▸ Description of the task
Repeat the records below, switching each "tag" to "mark" and keeping everything else unchanged.

-------------------------

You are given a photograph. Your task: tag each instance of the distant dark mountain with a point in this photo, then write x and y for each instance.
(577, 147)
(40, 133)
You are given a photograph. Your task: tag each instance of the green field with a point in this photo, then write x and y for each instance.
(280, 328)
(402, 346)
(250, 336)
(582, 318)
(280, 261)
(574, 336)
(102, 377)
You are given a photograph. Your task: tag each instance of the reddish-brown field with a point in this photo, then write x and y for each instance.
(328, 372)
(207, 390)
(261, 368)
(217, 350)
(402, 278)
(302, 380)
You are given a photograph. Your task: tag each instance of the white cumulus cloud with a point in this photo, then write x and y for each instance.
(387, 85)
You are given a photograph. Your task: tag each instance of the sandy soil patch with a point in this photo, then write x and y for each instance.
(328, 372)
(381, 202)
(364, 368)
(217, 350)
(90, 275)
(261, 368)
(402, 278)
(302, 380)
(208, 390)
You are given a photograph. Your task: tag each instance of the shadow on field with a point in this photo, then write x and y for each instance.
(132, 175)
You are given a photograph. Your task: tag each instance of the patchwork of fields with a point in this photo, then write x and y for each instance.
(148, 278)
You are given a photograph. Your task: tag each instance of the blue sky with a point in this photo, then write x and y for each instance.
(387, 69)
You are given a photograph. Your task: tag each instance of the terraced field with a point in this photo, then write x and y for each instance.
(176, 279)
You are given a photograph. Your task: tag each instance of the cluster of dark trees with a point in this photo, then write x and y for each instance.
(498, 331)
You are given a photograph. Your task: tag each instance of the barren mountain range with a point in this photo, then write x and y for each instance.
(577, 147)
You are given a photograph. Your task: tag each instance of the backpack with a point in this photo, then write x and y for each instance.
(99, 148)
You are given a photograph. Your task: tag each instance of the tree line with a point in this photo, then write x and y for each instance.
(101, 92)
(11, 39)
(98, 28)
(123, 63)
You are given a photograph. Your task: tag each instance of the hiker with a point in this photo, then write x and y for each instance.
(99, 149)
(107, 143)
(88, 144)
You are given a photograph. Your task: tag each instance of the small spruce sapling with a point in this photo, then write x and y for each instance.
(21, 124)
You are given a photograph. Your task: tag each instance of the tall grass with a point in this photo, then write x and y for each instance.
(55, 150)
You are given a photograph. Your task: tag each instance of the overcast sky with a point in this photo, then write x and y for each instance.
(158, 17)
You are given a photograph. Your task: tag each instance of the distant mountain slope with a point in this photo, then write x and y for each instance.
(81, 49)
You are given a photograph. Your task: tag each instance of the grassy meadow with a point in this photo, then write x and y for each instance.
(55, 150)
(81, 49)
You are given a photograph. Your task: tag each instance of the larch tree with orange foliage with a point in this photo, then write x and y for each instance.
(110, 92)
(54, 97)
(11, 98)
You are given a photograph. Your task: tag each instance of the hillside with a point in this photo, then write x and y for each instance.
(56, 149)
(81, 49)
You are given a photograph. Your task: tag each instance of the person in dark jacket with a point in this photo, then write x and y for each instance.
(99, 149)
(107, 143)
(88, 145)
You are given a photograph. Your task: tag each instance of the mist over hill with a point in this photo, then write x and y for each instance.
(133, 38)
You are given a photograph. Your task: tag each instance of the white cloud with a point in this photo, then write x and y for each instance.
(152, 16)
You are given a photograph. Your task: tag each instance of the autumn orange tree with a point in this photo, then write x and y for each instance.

-------------------------

▸ Exercise output
You are given a photograph. Your task: mark each instance of the distant dark mountain with a point in this photo, then write x and y for each instance.
(577, 147)
(40, 133)
You are given a photograph. Your task: mark each instance of the green field with a point in this photo, then write x and y for each instance.
(280, 328)
(402, 346)
(250, 336)
(582, 318)
(280, 261)
(574, 336)
(102, 377)
You are given a photograph. Your task: mark each instance of the reddish-brown field with a point in this photo, then write x and y for each instance.
(328, 372)
(207, 390)
(261, 368)
(217, 350)
(402, 278)
(302, 380)
You are given a photograph. Your task: mark each instance of the white cumulus cloud with a point in this photo, then write x and y for each instance.
(387, 85)
You are given a photograph. Your task: mark each instance of the sandy soil patch with a point in this photo, then write x and y for each instance.
(328, 372)
(381, 202)
(364, 368)
(217, 350)
(90, 275)
(261, 368)
(402, 278)
(302, 380)
(208, 390)
You are given a photograph. Your task: mark each instance of the shadow on field with a point in this photo, then write x and y for each instance.
(132, 175)
You are given a photograph. Your task: mark each instance of the patchwork of fields with a point in this photo, then write x and y for each instance.
(148, 278)
You are given a photograph. Your task: mark each instance of the blue sky with a point in this photo, then write x and y for each instance.
(387, 69)
You are given a photograph. Your task: mark each instance of the terraced field with a point in this photo, then write x and y for each instance.
(176, 279)
You are given a photograph. Your task: mark each instance of the cluster of dark trees with a point in this photo, then write x and y for each instance.
(498, 331)
You are given a photograph. Your task: mark each instance of the barren mountain range with a point in this photo, then write x and y for each instance.
(577, 147)
You are given a photograph. Your task: mark each instance of the backpack with a point in this photo, then write x and y for each instance.
(99, 148)
You are given a photograph. Your task: mark each instance of the tree line with a point in this photo, then write x and y for each instance.
(101, 92)
(11, 39)
(98, 28)
(123, 63)
You are given a photograph. Your task: mark each instance of the hiker with a point in this photo, then write x and y for each instance.
(99, 149)
(107, 143)
(88, 144)
You are given a photograph. Your task: mark each instance of the small spruce sapling with a point in this photo, then write x and y for each instance.
(21, 124)
You are given a photograph. Your task: mark each instance of the tall grass with a point in this photo, then write x and y for each instance.
(55, 150)
You are given a photograph. Your task: mark each instance of the overcast sky with a point in this photo, then write x and y for each instance.
(158, 17)
You are given a photograph. Your task: mark each instance of the distant mountain slope with a point in this photo, then write x and y for each instance.
(81, 49)
You are given a photograph. Your task: mark each instance of the grassy meadow with a point in this photo, then write x and y for each instance.
(55, 150)
(81, 49)
You are given a photograph. Your task: mark each instance of the larch tree with orange foliage with a point in this photo, then write x and y for each instance.
(110, 92)
(54, 97)
(11, 98)
You are given a photograph. Your task: mark each instance of the hillside with a point in this photo, then write x and y for each instance.
(56, 149)
(81, 49)
You are given a photograph. Your task: mark each instance of the person in dark jacket with a point in this photo, then write x and y for each instance.
(99, 149)
(107, 143)
(88, 145)
You are given a photograph. Your task: mark each instance of the mist over hill with a point in this photo, then write x and y for each instance.
(133, 38)
You are given a photograph. Your task: mark each instance of the white cloud with a point in this photo, then write x and y for each instance.
(152, 16)
You are given a photograph. Your task: mark each instance of the autumn orange tree with a point in this photo, then write x and y for each instance.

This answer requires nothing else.